Goals:
A - In the forum discussion about real numbers below, which number is given as an example of a real number with two decimal representations, and what are those representations?
B - From the forum discussion about real numbers below, return the passage starting at "Meni Rosenfeld's points" and ending at "17:20, 16 October 2006 (UTC)", word for word.

Provided passage:
No, you're wrong. The set of real numbers is uncountable, so there is no way to assign a distinct finite sequence of symbols taken from a finite set to every real number. Any representation capable of handling every real number must involve expressions of an infinite nature - and there's nothing wrong with it. The decimal representation has a "feature", which you might call a disadvantage or a flaw, that some real numbers have 2 representations - such as 1 which can be represented as 1.000... or 0.999... . I do suggest you read the real number article so you may have a basic understanding of what they are. -- Meni Rosenfeld (talk) 13:24, 16 October 2006 (UTC)
Huh? In what way the previous parragraph adresses my statements? Please re-arrange the ideas into more understandable english sentences (i don't mean to sound like a smart a$$ or disrespetfull) because i'm having a lot of trouble trying to figure out what you just said.Nnfolz 17:05, 16 October 2006 (UTC)
Nnfolz, you're confusing something being infinite and something having an infinite representation. Different aspects of something might have different properties. For example, the diameter of a circle has finite length, but there are infinitely many points in it.
Meni Rosenfeld's points appears to be that it is impossible to represent every real number with a finite length description. Hence the "flaw" you describe is unavoidable. Eric119 17:20, 16 October 2006 (UTC)

Source material:

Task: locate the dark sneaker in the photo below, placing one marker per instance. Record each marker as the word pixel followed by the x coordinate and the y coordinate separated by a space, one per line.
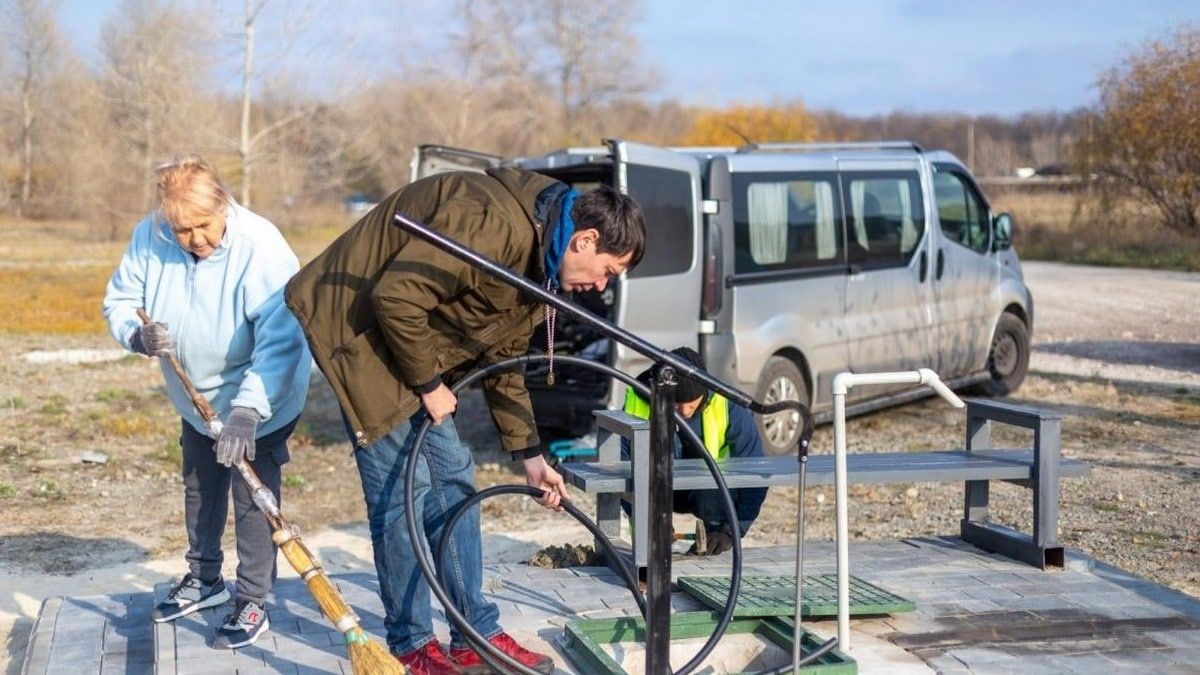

Solutions to each task:
A - The number 1, which can be represented as 1.000... or 0.999....

B -
Meni Rosenfeld's points appears to be that it is impossible to represent every real number with a finite length description. Hence the "flaw" you describe is unavoidable. Eric119 17:20, 16 October 2006 (UTC)